Nothing but the pictures should be dropped; repeat the rest of the data below exactly.

========================================

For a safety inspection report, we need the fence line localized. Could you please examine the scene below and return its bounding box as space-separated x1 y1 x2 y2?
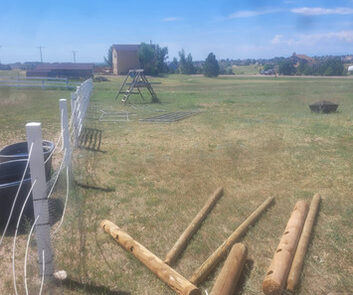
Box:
0 76 81 90
0 78 93 294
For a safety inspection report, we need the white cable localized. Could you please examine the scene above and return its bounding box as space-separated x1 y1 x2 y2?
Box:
0 143 34 247
47 149 66 199
24 215 39 295
52 166 69 235
38 250 45 295
12 178 37 295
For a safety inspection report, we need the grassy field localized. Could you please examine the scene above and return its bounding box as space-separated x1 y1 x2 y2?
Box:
232 64 262 75
1 75 353 295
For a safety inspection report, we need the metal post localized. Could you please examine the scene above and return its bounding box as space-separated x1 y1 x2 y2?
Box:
59 99 71 170
26 122 54 279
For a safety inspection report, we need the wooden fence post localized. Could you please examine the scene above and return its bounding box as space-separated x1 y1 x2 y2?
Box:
190 196 274 286
165 187 224 266
26 122 54 278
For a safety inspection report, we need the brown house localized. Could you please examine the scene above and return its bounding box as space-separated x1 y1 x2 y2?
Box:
112 44 140 75
291 53 315 66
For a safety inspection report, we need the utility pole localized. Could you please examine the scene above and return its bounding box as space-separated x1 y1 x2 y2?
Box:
0 45 2 64
37 46 45 63
72 50 77 63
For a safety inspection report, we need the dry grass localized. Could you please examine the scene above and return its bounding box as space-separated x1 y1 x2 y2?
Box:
1 75 353 294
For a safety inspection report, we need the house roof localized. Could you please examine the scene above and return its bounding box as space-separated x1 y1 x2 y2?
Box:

========================================

- [RESPONSE BOX]
For a safety inspection report, we need the fence line localized. Could you please examine the scene below and return its bounding box as space-separated x1 y1 x2 y2?
Box:
0 76 81 90
0 78 93 294
For a safety inspection report, we need the white cable localized. Could you please examine the scene above and return its bounding box as space-separated x1 y1 x2 y2?
Box:
0 143 34 247
47 149 66 199
24 215 39 295
52 166 69 235
38 250 45 295
12 178 37 295
For a safety inspection report, we need the grassy field localized. Could you please examine the scene above and return its bounding box as space-separated x1 y1 x2 y2?
Box:
232 64 262 75
1 75 353 295
For a safety inspection report, we need the metal post localized. Could you please examine the scene above and return its bounding box as space-separated x1 y1 x2 y2?
Box:
59 99 71 170
26 122 54 279
For a safety inspection report, we need the wooden fence post localized. Could you please examine the scene above and return its bounding box as space-separated x1 y1 x2 y2?
Box:
190 196 274 286
165 187 224 266
26 122 54 278
For a safety inspection report, we need the brown house localized. Could you please examine the scene above and return its bounding box as space-separated x1 y1 x2 y2?
Box:
112 44 140 75
291 53 315 66
For a safety inspection report, we need the utility pole localized. Could you please examine the scene above and return its bounding box as space-separated x1 y1 x2 y2?
Box:
0 45 2 64
37 46 45 63
72 50 77 63
For a safety inspection report, we need the dry grass localized. Could you please examine the scene above and return its bounding box as space-separated x1 y1 x2 y2?
Box:
1 75 353 294
For a safety inspection report, we need the house roof localized. Could you please examine the scene above and return its bounding box as space-separated x1 y1 x2 y2?
Box:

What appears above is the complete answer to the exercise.